TASK OBJECTIVE:
Type out the data exactly as given. Skip any image.

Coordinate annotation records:

########################################

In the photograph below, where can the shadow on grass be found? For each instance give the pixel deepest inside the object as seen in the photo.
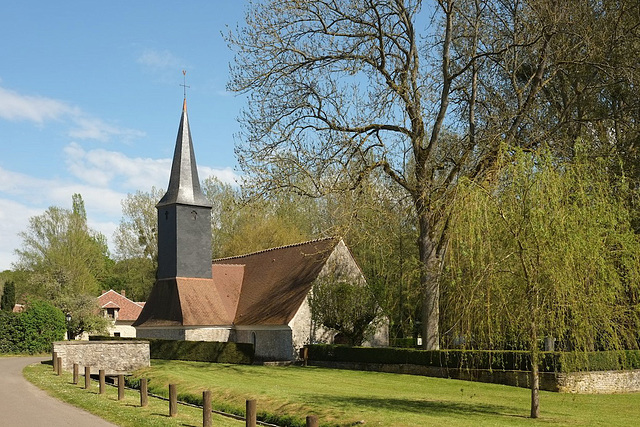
(416, 406)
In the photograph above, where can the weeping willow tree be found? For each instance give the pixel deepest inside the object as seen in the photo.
(544, 249)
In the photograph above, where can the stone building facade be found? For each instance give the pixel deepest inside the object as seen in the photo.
(258, 298)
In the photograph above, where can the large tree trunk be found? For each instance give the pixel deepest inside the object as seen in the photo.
(430, 261)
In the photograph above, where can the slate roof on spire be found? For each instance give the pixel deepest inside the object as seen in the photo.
(184, 185)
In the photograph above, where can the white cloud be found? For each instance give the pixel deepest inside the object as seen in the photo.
(93, 128)
(103, 168)
(102, 177)
(15, 106)
(159, 59)
(14, 217)
(38, 109)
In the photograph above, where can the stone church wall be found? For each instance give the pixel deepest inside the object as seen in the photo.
(115, 357)
(270, 342)
(161, 333)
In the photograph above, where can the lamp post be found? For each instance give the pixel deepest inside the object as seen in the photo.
(68, 319)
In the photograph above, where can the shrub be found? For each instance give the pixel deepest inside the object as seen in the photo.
(196, 351)
(479, 359)
(40, 325)
(33, 330)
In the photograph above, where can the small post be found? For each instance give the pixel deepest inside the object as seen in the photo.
(206, 409)
(173, 400)
(251, 413)
(120, 387)
(144, 395)
(87, 377)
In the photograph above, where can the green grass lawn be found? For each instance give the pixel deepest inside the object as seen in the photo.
(338, 397)
(341, 397)
(127, 412)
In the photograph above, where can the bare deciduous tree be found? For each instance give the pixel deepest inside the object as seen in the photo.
(338, 89)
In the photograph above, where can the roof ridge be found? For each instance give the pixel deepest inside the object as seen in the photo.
(120, 295)
(277, 248)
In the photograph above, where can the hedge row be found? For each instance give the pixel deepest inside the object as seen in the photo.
(479, 359)
(196, 351)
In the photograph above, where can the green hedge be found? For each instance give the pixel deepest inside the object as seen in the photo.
(479, 359)
(196, 351)
(33, 330)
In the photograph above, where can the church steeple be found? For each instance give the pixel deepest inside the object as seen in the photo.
(184, 185)
(184, 215)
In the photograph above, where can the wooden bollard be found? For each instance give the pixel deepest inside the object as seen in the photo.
(173, 400)
(120, 387)
(87, 377)
(206, 409)
(251, 413)
(144, 395)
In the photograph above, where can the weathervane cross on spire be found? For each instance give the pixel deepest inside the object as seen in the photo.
(184, 83)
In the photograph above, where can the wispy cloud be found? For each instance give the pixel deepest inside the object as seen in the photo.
(15, 106)
(38, 109)
(93, 128)
(103, 168)
(162, 59)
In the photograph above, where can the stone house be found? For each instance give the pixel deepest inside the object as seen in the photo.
(121, 311)
(259, 298)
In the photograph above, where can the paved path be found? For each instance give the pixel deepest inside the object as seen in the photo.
(24, 405)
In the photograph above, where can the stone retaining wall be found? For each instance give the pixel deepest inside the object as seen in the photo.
(600, 382)
(115, 357)
(572, 382)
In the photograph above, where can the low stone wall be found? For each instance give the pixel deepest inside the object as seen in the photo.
(115, 357)
(600, 382)
(572, 382)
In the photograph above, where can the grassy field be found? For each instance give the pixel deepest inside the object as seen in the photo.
(127, 412)
(338, 397)
(341, 397)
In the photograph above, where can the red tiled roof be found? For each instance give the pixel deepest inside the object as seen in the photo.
(262, 288)
(275, 281)
(110, 304)
(129, 310)
(184, 301)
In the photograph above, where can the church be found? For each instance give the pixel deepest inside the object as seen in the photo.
(259, 298)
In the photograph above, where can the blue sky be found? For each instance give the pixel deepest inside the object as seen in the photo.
(90, 102)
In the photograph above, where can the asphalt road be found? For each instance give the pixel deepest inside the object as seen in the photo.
(24, 405)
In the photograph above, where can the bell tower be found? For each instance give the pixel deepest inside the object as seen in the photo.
(184, 215)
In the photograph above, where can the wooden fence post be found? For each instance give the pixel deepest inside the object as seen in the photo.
(87, 377)
(251, 413)
(102, 384)
(144, 395)
(120, 387)
(173, 400)
(206, 409)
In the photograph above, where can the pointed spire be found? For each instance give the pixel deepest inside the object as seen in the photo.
(184, 185)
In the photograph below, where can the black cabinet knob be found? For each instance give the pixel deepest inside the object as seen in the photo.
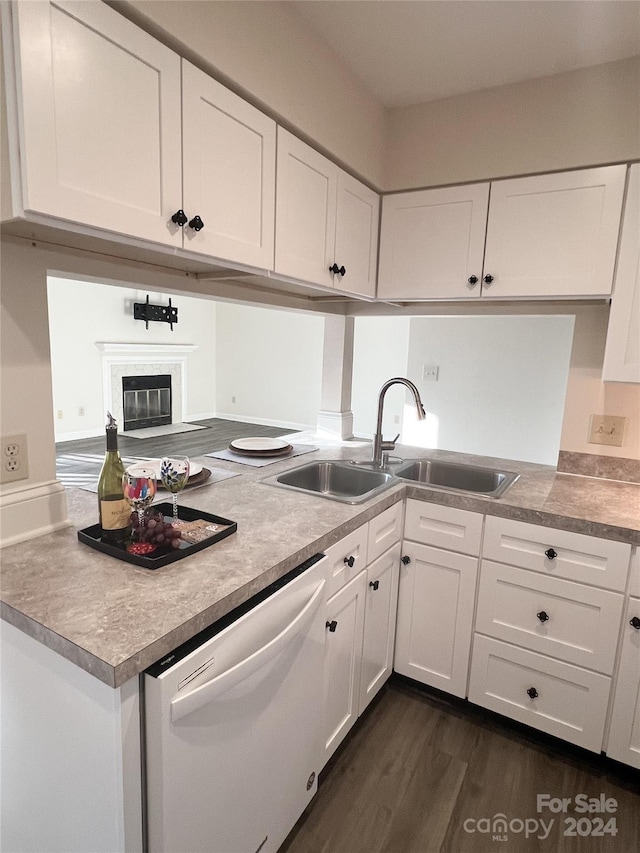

########################################

RESULT OF THIS EXERCISE:
In the photograph below, where can the shadow on grass be found? For each instance give the pixel deepest inside the object as seen in the photo.
(416, 406)
In the photograph above, where can the weeping willow tree be found? For each instance give the pixel deepest inside the object as seen in the photo.
(544, 249)
In the photograph above, where can the stone building facade be found? For each instance give the pixel deepest inside the object as seen in the photo.
(258, 298)
In the photograph above, where can the large tree trunk be found? For each instance give the pixel deepest inside the object as seen in the photo.
(430, 261)
In the photograph above, where can the slate roof on spire be found? For each instance give the pixel deepest inside the object as seen in the photo.
(184, 185)
In the photograph above, where can the white cloud be found? For each instance give the pixel deepest inside the object as seen in the photo.
(93, 128)
(103, 168)
(102, 177)
(15, 106)
(159, 59)
(14, 217)
(38, 109)
In the photograph above, where can the stone church wall be found? For each instance give the pixel deepest inside the object as seen in the photo.
(115, 357)
(270, 342)
(161, 333)
In the photograph above, where can the lamp post be found? For each instance give the pixel deepest inside the object as seen in the photo.
(68, 319)
In the photograph above, where can the shrub be found? For each instance give the pixel deepest inside the object as seen in the photo.
(196, 351)
(479, 359)
(40, 325)
(33, 330)
In the photograph above, where can the small post be found? For each instance give the pixel deepest inside the object as seen in the photo.
(206, 409)
(173, 400)
(251, 413)
(120, 387)
(144, 395)
(87, 377)
In the photograph above, where can the green grass lawn be found? For each instance give the pixel deepest inside the object as seen in the photo.
(338, 397)
(341, 397)
(127, 412)
In the photograph above, where can the bare deciduous tree be found? For each instance give the pixel deepest inside the object as seen in the photo.
(338, 89)
In the photograph above, where can the roof ridge be found? For each instance give the pixel deepest inside the object as seen in the photo.
(120, 295)
(277, 248)
In the photograph above, where can the hedge row be found? For each instance give the pixel deepest inside the object as seen in the photo.
(479, 359)
(196, 351)
In the photograph above, where can the green hedge be found? For each instance give the pixel deepest inside the object as seen in the photo.
(479, 359)
(196, 351)
(33, 330)
In the photograph above, where can the church steeple be found? For each instance give the pixel deepest inside the object as seen in the photo.
(184, 185)
(184, 215)
In the photograph above, where can the wooden bollard be found? For each instance give the pixel deepest inside the object as seen in the photo.
(173, 400)
(120, 387)
(87, 377)
(206, 409)
(251, 413)
(144, 395)
In the photograph above, where can the weathervane cross on spire be found? For each instance give the pixel deepest inside the object as seen in the photo.
(184, 83)
In the photograph above, where can the wispy cloud be found? For each instance give the pixel deepest inside the object as seen in the photo.
(15, 106)
(38, 109)
(93, 128)
(103, 168)
(162, 59)
In the photograph above, where can the stone house be found? For each instance give the pixel deepest inside the object as seen in the photo.
(121, 311)
(259, 298)
In the photograph above, where can the paved path be found? For each instance give the pixel deepest inside the object as seen in the photo.
(24, 405)
In the photograph above, where can the stone retaining wall be found? For each instance give the pixel deepest inside the object as seen in the photo.
(600, 382)
(115, 357)
(572, 382)
In the photograph above, where can the low stone wall be found? For each instance give the pixel deepest inside the object as seen in the photo.
(115, 357)
(600, 382)
(572, 382)
In the photograph above, where can the grassy field be found? For each instance give the pixel deepest inside the object as seen in the photo.
(127, 412)
(338, 397)
(341, 397)
In the photograph above, where can the red tiled roof be found? For each instance give the pixel deepest inside the object as seen in the photo.
(262, 288)
(275, 281)
(110, 304)
(129, 310)
(184, 301)
In the photograph above, where can the church be found? For each instance give the pixel deepest inside the object as seen in the photo.
(259, 298)
In the photograph above, where can the blue sky be found? For each instance give the pixel deepest inside the object as seen in the photo.
(90, 102)
In the photograph above, where can the asphalt road be found? For each instance give the pixel deepest inside the object as seen in the photo.
(24, 405)
In the photograph above, where can the bell tower be found? For each instance give the pixel deepest inside the object as seen in the photo.
(184, 215)
In the photograph above, where can the wooden fence post be found? For each instance give the pixel deepest inside the object as seen in the photo.
(87, 377)
(251, 413)
(102, 384)
(144, 395)
(120, 387)
(173, 400)
(206, 409)
In the photograph above, where can the pointed spire be found? For each instance give the pixel deepest inside the object as seen in the photo.
(184, 185)
In the photograph below, where can the black cabinet knob be found? For each instance give the pixel deepest inside the object as seen in the photo.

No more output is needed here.